** What to do **
Write out every line of the records below as a numbered list, skipping any blank lines.
--- Begin Given entries ---
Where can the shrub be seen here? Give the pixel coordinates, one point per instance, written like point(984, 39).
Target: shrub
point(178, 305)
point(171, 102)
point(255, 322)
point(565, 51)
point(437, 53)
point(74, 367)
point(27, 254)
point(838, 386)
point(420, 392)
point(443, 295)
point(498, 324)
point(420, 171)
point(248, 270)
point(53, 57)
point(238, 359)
--- End Given entries ---
** Answer for the task **
1. Where can the shrub be seen here? Give the pixel coordinates, one point per instance, written like point(984, 39).
2. Target: shrub
3. point(178, 305)
4. point(171, 102)
5. point(255, 322)
6. point(565, 51)
7. point(437, 53)
8. point(74, 367)
9. point(27, 254)
10. point(838, 386)
11. point(420, 392)
12. point(443, 295)
13. point(498, 324)
14. point(420, 171)
15. point(248, 270)
16. point(53, 57)
17. point(238, 359)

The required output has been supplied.